Text segment:
-- START --
# Lacrosse Statistics

Lacrosse is dominated by RPI, but that is outdated
What if there were a better ranking system?

In [2]:
import requests as reqs
from bs4 import BeautifulSoup
import pandas as pd
import re
from datetime import datetime

In [4]:
# helper function for removing parenthesis from the end of strings
def remove_record(str):
  try:
    return re.match(r'^(.*) \(', str).group(1)
  except AttributeError:
    return str


headers = {"User-Agent": "Mozilla/5.0 (Windows NT 10.0; Win64; x64)"}

In [18]:
# getting laxELO data

df_elo = pd.DataFrame()

for i in range(1, 76):
  try:
    req = reqs.get('https://lacrossereference.com/teams/a00%02d' % (i))
    soup = BeautifulSoup(req.content)

    # Scrapping the team's name first
    # the team name is in a div with a unique set of CSS classes so it can be easily puled out with beautiful soup
    team_str = soup.find(class_='col-12 font-24 bold').get_text()
    # that div does contain the teams record as well, so this regular expression isolates the name
    team = remove_record(team_str)

    # Scrapping ELO data
    # The ELO table is unfortunately not a HTML table, but we can grab the div by its unique ID
    elo_table_string = soup.find(id='elo_change_table').get_text()

    # the table lists a starting ELO, and then the change in ELO after each game
    # here we pull out the starting ELO by targeting its div
    starting_elo = int(soup.find_all(class_="no-padding dtop")[1].get_text())

    # thanks to beautiful soup the rows of the table are seperated by 2 new lines and the columns by a single new line
    # splitting on rows and columns then trhowing out rows/columns that do not contain data gives a 2D array that pandas can turn into a dataframe
    elo_table = pd.DataFrame([x.split('\n')[1:] for x in elo_table_string.split('\n\n')[3:-1]])\

    # name columns, drop unnecessary ones and add a team name column
    elo_table.columns = ['opponent', 'score', 'date', 'elo']
    elo_table.drop(['opponent', 'score'], axis=1,  inplace=True)
    elo_table['team'] = team

    # convert date and ELO columns to datetimes and numerics
    elo_table['date'] = pd.to_datetime(elo_table['date'] + ' 2022', format='%b %d %Y')
    elo_table['elo'] = pd.to_numeric(elo_table['elo'])
-- END --
Items:
-- START --
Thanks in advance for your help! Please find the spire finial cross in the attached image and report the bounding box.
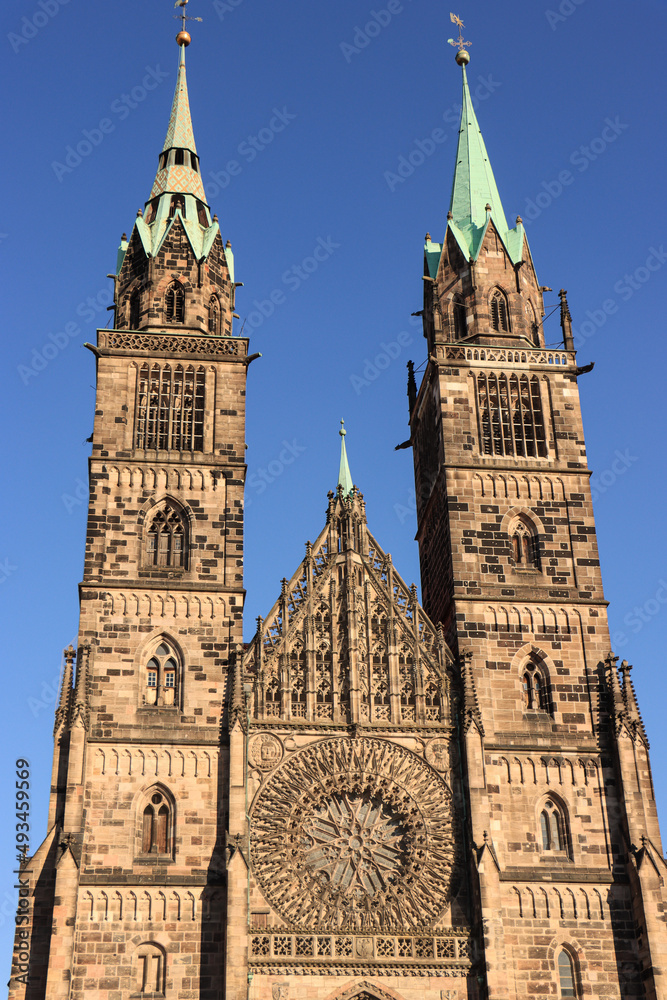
[174,0,203,31]
[447,14,472,52]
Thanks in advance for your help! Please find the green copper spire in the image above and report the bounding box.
[137,34,222,268]
[338,420,354,497]
[449,65,507,244]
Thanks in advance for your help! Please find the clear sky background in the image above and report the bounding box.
[0,0,667,974]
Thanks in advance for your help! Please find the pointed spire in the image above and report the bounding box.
[149,42,210,208]
[449,65,507,240]
[447,51,524,263]
[338,420,354,497]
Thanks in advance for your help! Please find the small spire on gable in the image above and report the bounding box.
[338,420,354,497]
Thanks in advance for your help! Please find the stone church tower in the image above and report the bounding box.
[10,23,667,1000]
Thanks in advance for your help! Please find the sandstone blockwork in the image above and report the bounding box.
[9,36,667,1000]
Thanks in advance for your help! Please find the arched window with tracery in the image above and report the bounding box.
[143,641,181,708]
[452,295,468,340]
[169,194,185,219]
[315,644,333,719]
[164,281,185,323]
[146,504,188,569]
[491,288,510,333]
[509,517,540,569]
[140,786,174,857]
[540,798,569,854]
[132,942,166,997]
[398,647,417,722]
[264,674,280,718]
[526,302,540,347]
[558,948,577,997]
[475,372,547,458]
[134,363,206,451]
[129,288,141,330]
[424,681,441,722]
[521,660,551,712]
[208,295,220,334]
[290,650,306,719]
[372,655,391,722]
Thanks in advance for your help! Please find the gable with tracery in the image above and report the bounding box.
[244,488,452,726]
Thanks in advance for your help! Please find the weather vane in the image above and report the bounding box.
[174,0,203,31]
[447,14,472,62]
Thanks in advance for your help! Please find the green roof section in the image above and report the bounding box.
[338,420,354,497]
[438,63,525,266]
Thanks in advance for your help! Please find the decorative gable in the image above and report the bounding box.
[244,487,453,728]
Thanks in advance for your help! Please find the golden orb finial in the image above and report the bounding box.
[447,14,472,66]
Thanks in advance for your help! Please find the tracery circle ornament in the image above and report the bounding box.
[250,738,454,930]
[248,733,283,771]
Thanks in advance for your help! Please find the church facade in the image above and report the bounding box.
[9,25,667,1000]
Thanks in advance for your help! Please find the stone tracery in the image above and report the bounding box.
[251,738,454,931]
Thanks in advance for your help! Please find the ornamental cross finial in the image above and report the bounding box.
[447,14,472,52]
[174,0,203,31]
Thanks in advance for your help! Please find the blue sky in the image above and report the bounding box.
[0,0,667,963]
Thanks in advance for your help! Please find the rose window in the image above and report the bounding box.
[251,738,454,930]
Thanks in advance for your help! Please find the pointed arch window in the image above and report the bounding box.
[143,642,181,708]
[315,643,333,719]
[164,281,185,323]
[135,364,205,451]
[476,372,547,458]
[491,288,510,333]
[207,294,220,334]
[398,649,417,722]
[558,948,577,997]
[141,792,170,854]
[540,798,569,854]
[372,655,391,721]
[146,504,188,569]
[169,194,186,219]
[526,302,540,347]
[509,517,540,569]
[521,661,551,712]
[452,296,468,340]
[290,650,306,719]
[132,942,165,997]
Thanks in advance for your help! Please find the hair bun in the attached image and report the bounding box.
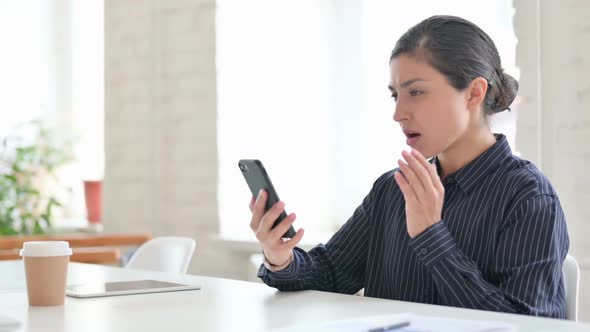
[492,72,518,113]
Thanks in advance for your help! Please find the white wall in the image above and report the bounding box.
[104,0,590,320]
[514,0,590,321]
[103,0,252,278]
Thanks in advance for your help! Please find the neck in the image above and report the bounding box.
[438,128,496,180]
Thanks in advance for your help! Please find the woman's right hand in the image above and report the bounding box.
[250,190,303,266]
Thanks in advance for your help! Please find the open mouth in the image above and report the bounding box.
[404,130,422,146]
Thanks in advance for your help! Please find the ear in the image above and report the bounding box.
[467,77,488,110]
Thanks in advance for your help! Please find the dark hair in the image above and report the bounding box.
[389,16,518,115]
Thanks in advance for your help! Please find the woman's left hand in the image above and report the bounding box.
[394,150,445,238]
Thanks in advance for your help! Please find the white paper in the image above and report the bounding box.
[273,314,517,332]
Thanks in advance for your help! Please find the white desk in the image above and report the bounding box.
[0,261,590,332]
-- END --
Goals:
**A.** Can you quote the lacrosse statistics notebook, starting at "soup = BeautifulSoup(req.content)" and ending at "soup.find(class_='col-12 font-24 bold').get_text()"?
**B.** How would the lacrosse statistics notebook continue from the point where it stops?
The items have no connection to the lacrosse statistics notebook.

Replies:
**A.**
soup = BeautifulSoup(req.content)

    # Scrapping the team's name first
    # the team name is in a div with a unique set of CSS classes so it can be easily puled out with beautiful soup
    team_str = soup.find(class_='col-12 font-24 bold').get_text()

**B.**
    # add row for initial elo on 1/28, they day befor the first game of the season
    initial = {
      'team': team,
      'elo': starting_elo,
      'date': pd.to_datetime('2022-01-28'),
    }
    df_elo = df_elo.append(initial, ignore_index=True)

    # Since the ELO column is the game to game change, need to go through it and update it to be an absolute ELO
    for index, row in elo_table.iterrows():
      prev = starting_elo if index == 0 else elo_table.loc[index - 1, 'elo']
      elo_table.loc[index, 'elo'] = elo_table.loc[index, 'elo'] + prev

    # add the 
    df_elo = df_elo.append(elo_table)
  
  except Exception as err:
    print('Problem fetching data from: "https://lacrossereference.com/teams/a00%02d"' % (i))

Problem fetching data from: "https://lacrossereference.com/teams/a0021"
Problem fetching data from: "https://lacrossereference.com/teams/a0024"


Checking those lniks they appear to be for teams who were in D1 at one point but are no longer in D1 this year.

In [19]:
# games data

df_games = pd.DataFrame()

for date in pd.date_range('2022-01-29', datetime.now()):
  try: 
    url = f'https://stats.ncaa.org/season_divisions/17822/scoreboards?utf8=%E2%9C%93&season_division_id=&game_date={date.month}%2F{date.day}%2F2022&conference_id=0&tournament_id=&commit=Submit'

    req = reqs.get(url, headers=headers)
    games_table = pd.read_html(req.content)[0]
    for i in range(0, len(games_table), 5):
      game = games_table.loc[i:i+5]
      team1 = remove_record(game.loc[i, 'Teams.1'])
      team2 = remove_record(game.loc[i+3, 'Teams'])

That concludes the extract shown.